------ GIVEN RECORDS ------

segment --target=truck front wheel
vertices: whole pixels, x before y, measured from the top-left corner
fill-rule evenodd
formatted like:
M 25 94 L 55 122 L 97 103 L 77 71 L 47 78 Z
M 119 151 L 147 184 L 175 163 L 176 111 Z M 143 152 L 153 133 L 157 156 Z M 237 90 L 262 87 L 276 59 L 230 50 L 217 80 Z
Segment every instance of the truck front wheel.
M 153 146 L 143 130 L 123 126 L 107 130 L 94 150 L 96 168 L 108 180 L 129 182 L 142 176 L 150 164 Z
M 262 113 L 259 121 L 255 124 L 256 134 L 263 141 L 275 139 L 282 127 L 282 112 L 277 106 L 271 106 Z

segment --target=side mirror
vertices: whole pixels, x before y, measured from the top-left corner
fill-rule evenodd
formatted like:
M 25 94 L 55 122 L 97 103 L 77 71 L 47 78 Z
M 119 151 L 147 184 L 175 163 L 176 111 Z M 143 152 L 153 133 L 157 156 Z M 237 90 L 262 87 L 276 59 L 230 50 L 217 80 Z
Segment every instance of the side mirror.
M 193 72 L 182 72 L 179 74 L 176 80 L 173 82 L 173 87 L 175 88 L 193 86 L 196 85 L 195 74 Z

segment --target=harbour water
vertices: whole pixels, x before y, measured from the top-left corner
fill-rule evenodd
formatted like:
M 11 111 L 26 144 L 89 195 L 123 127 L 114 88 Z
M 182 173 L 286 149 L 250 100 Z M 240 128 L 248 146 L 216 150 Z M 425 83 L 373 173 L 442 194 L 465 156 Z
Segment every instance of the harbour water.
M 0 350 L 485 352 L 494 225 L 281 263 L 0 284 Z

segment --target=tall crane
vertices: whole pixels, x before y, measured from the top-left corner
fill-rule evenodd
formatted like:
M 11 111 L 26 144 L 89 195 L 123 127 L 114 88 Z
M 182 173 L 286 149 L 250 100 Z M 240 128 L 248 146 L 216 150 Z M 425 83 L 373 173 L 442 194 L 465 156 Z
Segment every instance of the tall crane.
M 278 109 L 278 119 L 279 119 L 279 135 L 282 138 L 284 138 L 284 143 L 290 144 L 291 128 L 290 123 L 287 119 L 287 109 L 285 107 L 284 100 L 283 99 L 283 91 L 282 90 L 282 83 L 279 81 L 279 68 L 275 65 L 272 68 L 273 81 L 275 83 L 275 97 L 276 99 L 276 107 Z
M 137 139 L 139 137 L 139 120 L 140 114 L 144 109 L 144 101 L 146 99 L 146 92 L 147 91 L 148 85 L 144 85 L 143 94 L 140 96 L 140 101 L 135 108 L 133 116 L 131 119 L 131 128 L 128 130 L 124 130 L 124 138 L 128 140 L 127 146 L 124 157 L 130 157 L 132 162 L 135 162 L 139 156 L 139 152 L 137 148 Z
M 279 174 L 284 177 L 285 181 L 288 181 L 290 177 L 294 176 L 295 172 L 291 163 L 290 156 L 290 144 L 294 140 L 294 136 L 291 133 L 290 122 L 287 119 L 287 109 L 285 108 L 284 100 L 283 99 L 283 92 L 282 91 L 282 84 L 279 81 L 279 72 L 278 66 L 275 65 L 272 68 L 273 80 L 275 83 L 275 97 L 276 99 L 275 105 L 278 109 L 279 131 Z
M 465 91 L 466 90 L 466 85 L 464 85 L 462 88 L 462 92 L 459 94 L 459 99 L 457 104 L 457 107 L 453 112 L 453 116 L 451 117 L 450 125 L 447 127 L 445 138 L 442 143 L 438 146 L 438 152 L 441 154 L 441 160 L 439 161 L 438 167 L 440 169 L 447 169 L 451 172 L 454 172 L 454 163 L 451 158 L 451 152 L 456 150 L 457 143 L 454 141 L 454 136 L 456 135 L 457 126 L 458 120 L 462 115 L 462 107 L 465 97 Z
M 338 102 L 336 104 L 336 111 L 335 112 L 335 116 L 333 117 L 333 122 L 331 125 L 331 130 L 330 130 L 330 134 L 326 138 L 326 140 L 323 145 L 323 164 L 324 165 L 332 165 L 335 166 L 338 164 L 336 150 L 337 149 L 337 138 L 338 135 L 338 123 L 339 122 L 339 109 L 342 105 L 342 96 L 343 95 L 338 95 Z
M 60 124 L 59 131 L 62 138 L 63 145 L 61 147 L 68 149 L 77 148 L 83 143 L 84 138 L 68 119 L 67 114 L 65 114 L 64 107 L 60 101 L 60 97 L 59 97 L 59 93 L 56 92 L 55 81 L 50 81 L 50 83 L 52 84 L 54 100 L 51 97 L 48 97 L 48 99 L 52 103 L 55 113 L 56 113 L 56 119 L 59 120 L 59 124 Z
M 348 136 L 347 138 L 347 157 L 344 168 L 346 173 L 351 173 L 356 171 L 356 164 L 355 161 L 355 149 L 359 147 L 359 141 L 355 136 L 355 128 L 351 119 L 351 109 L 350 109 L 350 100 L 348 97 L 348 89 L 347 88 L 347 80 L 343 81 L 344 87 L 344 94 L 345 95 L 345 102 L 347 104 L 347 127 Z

------

**STATED PROBLEM**
Rewrite the listing above, substituting "upper-left corner" for each occurrence of "top-left corner" and keeping everything else the same.

**EXPECTED OUTPUT**
segment --target=truck front wheel
vertices: whole pixels, x before y, measured from the upper-left corner
fill-rule evenodd
formatted like:
M 25 94 L 55 122 L 97 103 L 77 71 L 47 78 Z
M 119 151 L 147 184 L 175 163 L 176 111 Z M 143 152 L 153 133 L 157 156 Z M 237 90 L 262 87 L 276 59 L 230 50 L 217 80 Z
Segment every instance of the truck front wheel.
M 153 146 L 143 130 L 123 126 L 107 130 L 94 150 L 96 168 L 108 180 L 129 182 L 142 176 L 150 164 Z
M 262 113 L 259 121 L 255 124 L 256 134 L 263 141 L 275 139 L 282 127 L 282 112 L 277 106 L 271 106 Z

segment --target=side mirror
vertices: whole pixels, x before y, measured from the upper-left corner
fill-rule evenodd
formatted like:
M 25 94 L 55 122 L 97 103 L 77 71 L 47 78 Z
M 119 151 L 147 184 L 175 163 L 176 111 Z M 143 152 L 153 133 L 157 156 Z M 237 90 L 262 87 L 276 59 L 230 50 L 217 80 Z
Segment every instance of the side mirror.
M 193 72 L 182 72 L 179 74 L 176 80 L 173 82 L 173 87 L 175 88 L 193 86 L 196 85 L 195 74 Z

segment --target=harbour water
vertices: whole pixels, x before y, measured from the upper-left corner
fill-rule evenodd
formatted like:
M 11 111 L 26 144 L 89 195 L 123 127 L 114 88 Z
M 182 173 L 286 149 L 250 100 Z M 240 128 L 248 146 L 216 150 Z M 425 83 L 373 173 L 442 194 L 465 156 Z
Segment every instance of the harbour water.
M 0 350 L 485 352 L 494 225 L 281 263 L 0 284 Z

segment --target=tall crane
vertices: whole pixels, x before y, measured from the upper-left corner
fill-rule evenodd
formatted like:
M 11 111 L 26 144 L 89 195 L 123 127 L 114 88 Z
M 182 173 L 286 149 L 250 100 Z M 240 128 L 248 146 L 216 150 Z M 425 83 L 373 173 L 442 194 L 465 156 Z
Segment every instance of the tall crane.
M 278 109 L 278 119 L 279 119 L 279 135 L 282 138 L 284 138 L 284 143 L 290 144 L 291 128 L 290 123 L 287 119 L 287 109 L 285 107 L 284 100 L 283 99 L 283 91 L 282 90 L 282 83 L 279 81 L 279 68 L 275 65 L 272 68 L 273 81 L 275 83 L 275 97 L 276 99 L 276 107 Z
M 137 139 L 139 137 L 139 120 L 140 114 L 144 109 L 144 101 L 146 99 L 146 92 L 147 91 L 148 85 L 144 85 L 143 94 L 140 96 L 140 101 L 135 108 L 133 116 L 131 119 L 131 128 L 128 130 L 124 130 L 124 138 L 128 140 L 127 146 L 124 157 L 130 157 L 132 162 L 135 162 L 139 156 L 139 152 L 137 148 Z
M 279 174 L 284 177 L 285 181 L 288 181 L 290 177 L 294 176 L 295 172 L 291 163 L 290 156 L 290 144 L 294 140 L 294 136 L 291 133 L 290 122 L 287 119 L 287 109 L 285 108 L 284 100 L 283 99 L 283 92 L 282 91 L 282 84 L 279 81 L 279 72 L 278 66 L 275 65 L 272 68 L 273 80 L 275 83 L 275 97 L 276 99 L 275 105 L 278 109 L 279 131 Z
M 465 91 L 466 90 L 466 85 L 464 85 L 462 88 L 462 92 L 459 94 L 459 99 L 457 104 L 457 107 L 453 112 L 453 116 L 451 117 L 450 125 L 447 127 L 445 138 L 442 143 L 438 146 L 438 152 L 441 154 L 441 160 L 439 161 L 438 167 L 440 169 L 447 169 L 451 172 L 454 172 L 454 163 L 451 158 L 451 152 L 456 150 L 457 143 L 454 141 L 454 136 L 456 135 L 457 126 L 458 120 L 462 115 L 462 107 L 465 97 Z
M 338 102 L 336 104 L 336 111 L 335 112 L 335 116 L 333 117 L 333 122 L 331 125 L 331 130 L 330 130 L 330 134 L 326 138 L 326 140 L 323 145 L 323 164 L 324 165 L 332 165 L 335 166 L 338 164 L 336 150 L 337 149 L 337 138 L 338 135 L 338 123 L 339 122 L 339 109 L 342 105 L 342 96 L 343 95 L 338 95 Z
M 60 124 L 59 131 L 62 138 L 63 145 L 61 147 L 68 149 L 77 148 L 83 143 L 84 138 L 68 119 L 67 114 L 65 114 L 64 107 L 60 101 L 60 97 L 59 97 L 59 93 L 56 92 L 55 81 L 50 81 L 50 83 L 52 84 L 54 100 L 51 97 L 48 97 L 48 99 L 52 103 L 55 113 L 56 113 L 56 119 L 59 120 L 59 124 Z
M 348 136 L 347 138 L 347 157 L 344 168 L 346 173 L 351 173 L 356 171 L 356 164 L 355 161 L 355 149 L 359 147 L 359 141 L 355 136 L 355 128 L 351 119 L 351 109 L 350 109 L 350 100 L 348 97 L 348 89 L 347 88 L 347 80 L 343 81 L 344 87 L 344 94 L 345 95 L 345 102 L 347 104 L 347 127 Z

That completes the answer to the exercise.